#### Material supplied ####

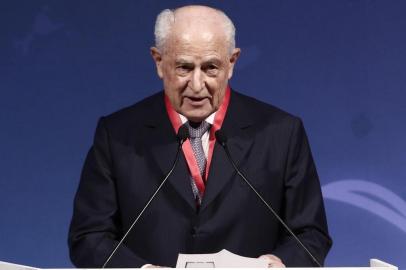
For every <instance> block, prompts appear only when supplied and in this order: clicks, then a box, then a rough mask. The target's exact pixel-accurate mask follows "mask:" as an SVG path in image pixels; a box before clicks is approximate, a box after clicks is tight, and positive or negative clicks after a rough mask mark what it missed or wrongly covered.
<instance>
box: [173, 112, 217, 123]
mask: <svg viewBox="0 0 406 270" xmlns="http://www.w3.org/2000/svg"><path fill="white" fill-rule="evenodd" d="M178 114H179V117H180V120H181V121H182V124H184V123H186V122H187V121H188V120H187V118H186V117H185V116H183V115H181V114H180V113H178ZM215 115H216V112H214V113H212V114H210V115H209V116H208V117H207V118H206V119H204V121H206V122H207V123H209V124H210V125H213V123H214V116H215Z"/></svg>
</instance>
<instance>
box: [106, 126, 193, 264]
mask: <svg viewBox="0 0 406 270" xmlns="http://www.w3.org/2000/svg"><path fill="white" fill-rule="evenodd" d="M176 137H177V139H178V150H177V151H176V156H175V160H174V162H173V165H172V167H171V169H170V170H169V172H168V173H167V174H166V176H165V177H164V179H163V180H162V182H161V184H160V185H159V186H158V188H157V189H156V190H155V192H154V193H153V194H152V195H151V197H150V198H149V200H148V201H147V203H146V204H145V206H144V208H143V209H142V210H141V212H140V213H139V214H138V216H137V217H136V218H135V220H134V222H133V223H132V224H131V226H130V228H128V230H127V231H126V233H125V234H124V235H123V237H122V238H121V239H120V242H118V244H117V245H116V247H115V248H114V250H113V251H112V252H111V253H110V256H109V257H108V258H107V259H106V261H105V262H104V263H103V266H102V267H101V268H105V267H106V266H107V264H108V263H109V262H110V260H111V258H113V256H114V254H116V252H117V250H118V248H119V247H120V246H121V245H122V243H123V242H124V240H125V239H126V238H127V236H128V234H129V233H130V232H131V231H132V229H133V227H134V226H135V224H137V222H138V220H139V219H140V218H141V216H142V214H144V212H145V210H146V209H147V208H148V206H149V205H150V204H151V202H152V201H153V200H154V198H155V196H156V195H157V194H158V192H159V191H160V190H161V188H162V187H163V185H164V184H165V183H166V180H168V178H169V176H171V174H172V172H173V170H174V169H175V167H176V164H178V160H179V153H180V150H181V149H182V145H183V143H184V142H185V141H186V140H187V138H189V129H188V128H187V126H186V125H185V124H183V125H182V126H181V127H180V128H179V130H178V134H176Z"/></svg>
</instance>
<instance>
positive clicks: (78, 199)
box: [68, 118, 147, 268]
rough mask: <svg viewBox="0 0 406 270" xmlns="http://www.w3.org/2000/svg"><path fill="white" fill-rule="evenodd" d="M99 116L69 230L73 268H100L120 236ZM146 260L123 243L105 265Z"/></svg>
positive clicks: (110, 146)
mask: <svg viewBox="0 0 406 270" xmlns="http://www.w3.org/2000/svg"><path fill="white" fill-rule="evenodd" d="M104 122H105V120H104V119H103V118H101V119H100V121H99V123H98V126H97V129H96V134H95V138H94V143H93V146H92V147H91V149H90V151H89V153H88V155H87V157H86V161H85V164H84V167H83V170H82V174H81V179H80V183H79V188H78V190H77V193H76V196H75V200H74V210H73V217H72V221H71V224H70V229H69V237H68V244H69V252H70V258H71V260H72V262H73V264H74V265H75V266H76V267H80V268H100V267H101V266H102V265H103V264H104V262H105V260H106V259H107V258H108V256H109V255H110V254H111V252H112V251H113V250H114V248H115V247H116V246H117V244H118V241H119V240H120V238H121V237H122V235H123V231H122V227H121V226H120V220H119V218H118V212H119V211H120V209H119V207H118V203H117V193H116V189H115V176H114V169H113V165H114V164H113V160H112V158H111V153H110V149H109V148H110V147H111V143H110V138H109V134H108V131H107V129H106V127H105V123H104ZM146 263H147V262H146V261H145V260H143V259H142V258H140V257H139V256H137V255H136V254H134V253H133V252H132V251H131V250H130V249H129V248H128V247H126V245H125V241H124V243H123V245H122V246H121V247H120V248H119V249H118V250H117V252H116V254H115V255H114V256H113V257H112V259H111V260H110V262H109V263H108V265H107V267H109V268H112V267H122V268H126V267H141V266H142V265H144V264H146Z"/></svg>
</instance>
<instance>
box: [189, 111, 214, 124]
mask: <svg viewBox="0 0 406 270" xmlns="http://www.w3.org/2000/svg"><path fill="white" fill-rule="evenodd" d="M210 114H211V113H198V114H190V113H185V114H183V115H184V116H185V117H186V118H187V119H188V120H189V121H191V122H195V123H199V122H202V121H204V120H205V119H206V118H207V117H209V115H210Z"/></svg>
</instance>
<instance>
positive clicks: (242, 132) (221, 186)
mask: <svg viewBox="0 0 406 270" xmlns="http://www.w3.org/2000/svg"><path fill="white" fill-rule="evenodd" d="M244 112H246V110H245V108H244V105H243V104H242V101H241V97H240V96H239V95H238V94H236V93H235V92H232V95H231V100H230V104H229V107H228V110H227V114H226V117H225V119H224V122H223V126H222V128H221V129H222V130H223V131H224V132H225V134H226V135H227V137H228V143H227V144H228V148H229V151H230V153H231V156H232V158H233V160H234V162H235V163H236V164H237V166H238V167H239V168H241V165H242V163H243V162H244V158H245V157H246V155H247V154H248V152H249V150H250V148H251V146H252V143H253V138H252V137H251V136H249V131H250V129H251V128H252V125H253V123H254V121H253V119H251V118H250V117H249V116H248V115H247V114H244ZM235 174H236V172H235V170H234V168H233V167H232V165H231V163H230V162H229V160H228V158H227V155H226V153H225V151H224V149H223V148H222V147H221V146H220V145H219V144H217V143H216V145H215V147H214V152H213V159H212V162H211V168H210V172H209V177H208V181H207V186H206V190H205V194H204V197H203V201H202V205H201V208H200V211H203V210H204V209H205V208H207V206H208V205H210V203H212V202H213V201H214V199H215V198H216V197H217V196H218V195H219V194H220V192H221V191H222V190H223V189H224V188H225V187H226V185H227V184H228V183H229V182H230V181H232V180H234V176H235Z"/></svg>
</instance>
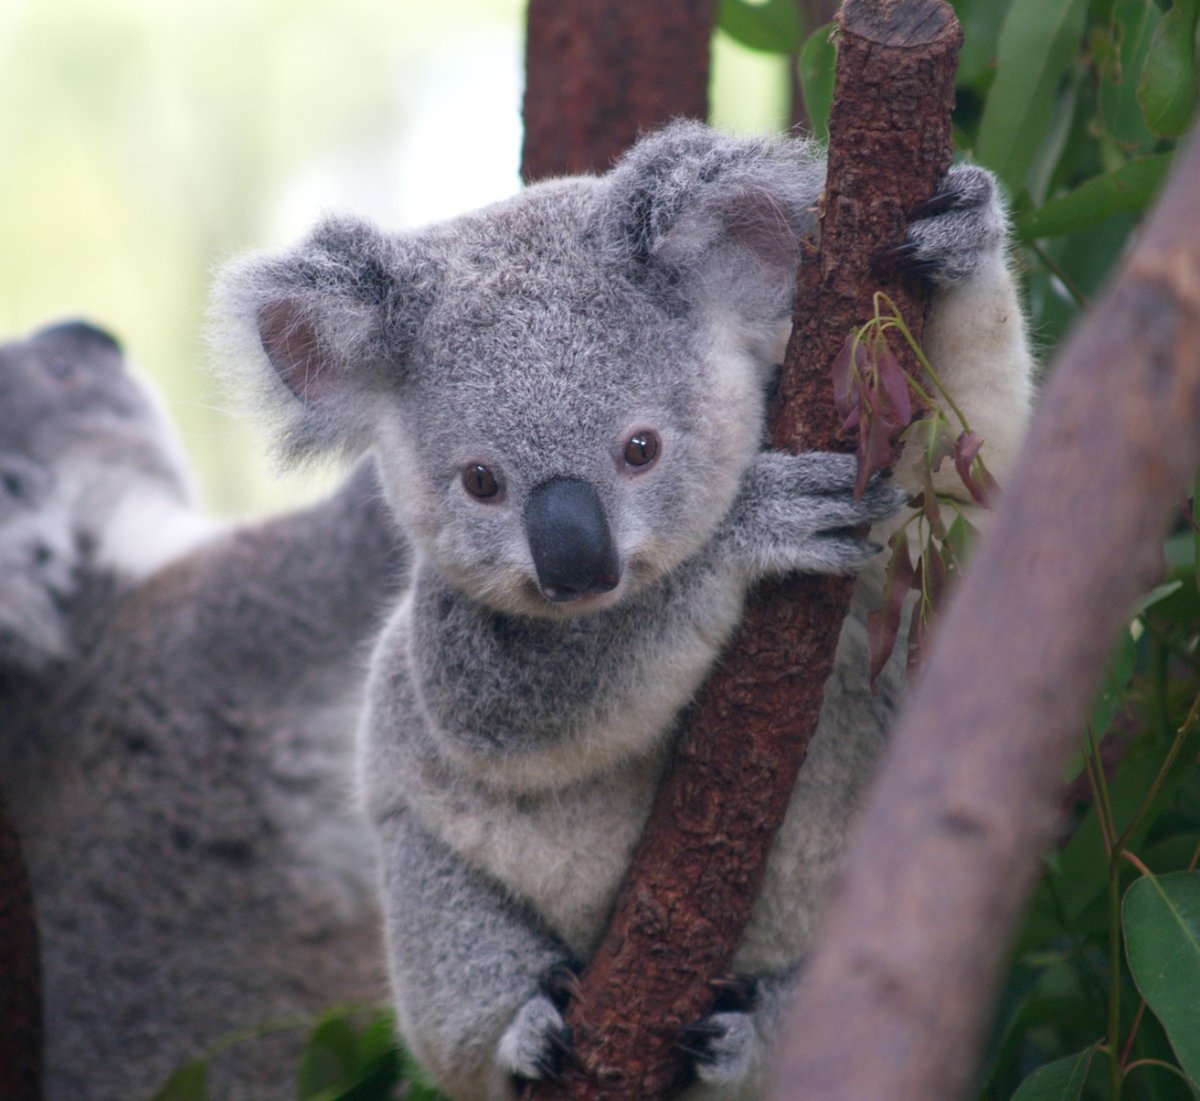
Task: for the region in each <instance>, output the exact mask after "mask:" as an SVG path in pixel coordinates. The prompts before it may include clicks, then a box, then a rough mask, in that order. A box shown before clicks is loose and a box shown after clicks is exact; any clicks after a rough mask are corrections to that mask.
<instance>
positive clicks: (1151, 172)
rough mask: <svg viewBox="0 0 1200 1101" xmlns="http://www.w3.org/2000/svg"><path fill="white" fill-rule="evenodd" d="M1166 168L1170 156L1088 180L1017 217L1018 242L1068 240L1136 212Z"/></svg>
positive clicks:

####

_Exercise prompt_
Each line above must be repeated exactly in the answer, with pictures omitted.

_Solution to the exercise_
For every <instance> block, prompts appear only when supplied and in this order: clicks, then a box, then a rough mask. The target's exact pixel-accurate mask follows "mask:" as an SVG path in image pixels; a box before clicks is approximate, a box after clicks is tight, and positive or negative clicks after a rough mask mark what it missed or wrongly covered.
<instance>
box: [173, 112, 217, 123]
mask: <svg viewBox="0 0 406 270" xmlns="http://www.w3.org/2000/svg"><path fill="white" fill-rule="evenodd" d="M178 114H179V117H180V120H181V121H182V124H184V123H186V122H187V121H188V120H187V118H186V117H185V116H183V115H181V114H180V113H178ZM215 115H216V112H214V113H212V114H210V115H209V116H208V117H207V118H206V119H204V121H206V122H207V123H209V124H210V125H213V123H214V116H215Z"/></svg>
</instance>
<instance>
box: [106, 126, 193, 264]
mask: <svg viewBox="0 0 406 270" xmlns="http://www.w3.org/2000/svg"><path fill="white" fill-rule="evenodd" d="M176 137H177V139H178V150H177V151H176V156H175V160H174V162H173V165H172V167H171V169H170V170H169V172H168V173H167V174H166V176H165V177H164V179H163V180H162V182H161V184H160V185H159V186H158V188H157V189H156V190H155V192H154V193H153V194H152V195H151V197H150V198H149V200H148V201H147V203H146V204H145V206H144V208H143V209H142V210H141V212H140V213H139V214H138V216H137V217H136V218H135V220H134V222H133V223H132V224H131V226H130V228H128V230H127V231H126V233H125V234H124V235H123V237H122V238H121V239H120V242H118V244H117V245H116V247H115V248H114V250H113V251H112V252H111V253H110V256H109V257H108V258H107V259H106V261H105V262H104V263H103V266H102V267H101V268H105V267H106V266H107V264H108V263H109V262H110V260H111V258H113V256H114V254H116V252H117V250H118V248H119V247H120V246H121V245H122V243H123V242H124V240H125V239H126V238H127V236H128V234H129V233H130V232H131V231H132V229H133V227H134V226H135V224H137V222H138V220H139V219H140V218H141V216H142V214H144V212H145V210H146V209H147V208H148V206H149V205H150V204H151V202H152V201H153V200H154V198H155V196H156V195H157V194H158V192H159V191H160V190H161V188H162V187H163V185H164V184H165V183H166V180H168V178H169V176H171V174H172V172H173V170H174V169H175V167H176V164H178V160H179V153H180V150H181V149H182V145H183V143H184V142H185V141H186V140H187V138H189V129H188V128H187V126H186V125H185V124H183V125H182V126H181V127H180V128H179V130H178V134H176Z"/></svg>
</instance>
<instance>
positive clicks: (78, 199)
box: [68, 118, 147, 268]
rough mask: <svg viewBox="0 0 406 270" xmlns="http://www.w3.org/2000/svg"><path fill="white" fill-rule="evenodd" d="M99 116L69 230L73 268H100L120 236ZM146 260L123 243L105 265Z"/></svg>
positive clicks: (110, 146)
mask: <svg viewBox="0 0 406 270" xmlns="http://www.w3.org/2000/svg"><path fill="white" fill-rule="evenodd" d="M104 122H105V120H104V119H103V118H101V119H100V121H99V123H98V126H97V129H96V134H95V138H94V143H93V146H92V147H91V149H90V151H89V153H88V155H87V157H86V161H85V164H84V167H83V170H82V174H81V179H80V183H79V188H78V190H77V193H76V196H75V200H74V210H73V217H72V221H71V224H70V229H69V237H68V244H69V252H70V258H71V260H72V262H73V264H74V265H75V266H76V267H80V268H100V267H101V266H102V265H103V264H104V262H105V260H106V259H107V258H108V256H109V255H110V254H111V252H112V251H113V250H114V248H115V247H116V246H117V244H118V241H119V240H120V238H121V237H122V235H123V231H122V227H121V226H120V220H119V218H118V212H119V211H120V209H119V207H118V203H117V193H116V189H115V176H114V169H113V165H114V164H113V160H112V158H111V153H110V149H109V148H110V147H111V143H110V138H109V134H108V131H107V129H106V127H105V123H104ZM146 263H147V262H146V261H145V260H143V259H142V258H140V257H139V256H137V255H136V254H134V253H133V252H132V251H131V250H130V249H129V248H128V247H126V245H125V241H124V243H123V245H122V246H121V247H120V248H119V249H118V250H117V252H116V254H115V255H114V256H113V257H112V259H111V260H110V262H109V263H108V265H107V267H109V268H112V267H122V268H126V267H141V266H142V265H144V264H146Z"/></svg>
</instance>
<instance>
box: [189, 111, 214, 124]
mask: <svg viewBox="0 0 406 270" xmlns="http://www.w3.org/2000/svg"><path fill="white" fill-rule="evenodd" d="M210 114H211V113H198V114H190V113H185V114H183V115H184V116H185V117H186V118H187V119H188V120H189V121H191V122H195V123H199V122H202V121H204V120H205V119H206V118H207V117H209V115H210Z"/></svg>
</instance>
<instance>
positive clicks: (242, 132) (221, 186)
mask: <svg viewBox="0 0 406 270" xmlns="http://www.w3.org/2000/svg"><path fill="white" fill-rule="evenodd" d="M244 112H246V110H245V108H244V105H243V104H242V101H241V97H240V96H239V95H238V94H236V93H235V92H232V95H231V100H230V104H229V107H228V110H227V114H226V117H225V119H224V122H223V126H222V128H221V129H222V130H223V131H224V132H225V134H226V135H227V137H228V143H227V144H228V148H229V151H230V153H231V156H232V158H233V160H234V162H235V163H236V164H237V166H238V167H239V168H241V165H242V163H243V162H244V158H245V157H246V155H247V154H248V152H249V150H250V148H251V146H252V143H253V138H252V137H251V136H249V131H250V129H251V128H252V125H253V123H254V121H253V119H251V118H250V117H249V116H248V115H247V114H244ZM235 174H236V172H235V170H234V168H233V167H232V165H231V163H230V162H229V160H228V158H227V155H226V153H225V151H224V149H223V148H222V147H221V146H220V145H219V144H217V143H216V145H215V147H214V152H213V159H212V162H211V168H210V172H209V177H208V181H207V186H206V190H205V194H204V197H203V201H202V205H201V208H200V211H203V210H204V209H205V208H207V206H208V205H210V203H212V202H213V201H214V199H215V198H216V197H217V196H218V195H219V194H220V192H221V191H222V190H223V189H224V188H225V187H226V185H227V184H228V183H229V182H230V181H232V180H234V176H235Z"/></svg>
</instance>
Task: for the region in each <instance>, output the exact mask after "mask:" as an SVG path in pixel coordinates. The prompts before it may include clicks, then a box, then a rough mask, in that order. A box shown before clicks is loose and a box shown after clicks is exact; any clicks after a rough mask are corrections to that mask.
<instance>
positive clicks: (1151, 172)
rough mask: <svg viewBox="0 0 1200 1101" xmlns="http://www.w3.org/2000/svg"><path fill="white" fill-rule="evenodd" d="M1166 168L1170 156L1088 180L1017 217L1018 242L1068 240L1136 212Z"/></svg>
positive clicks:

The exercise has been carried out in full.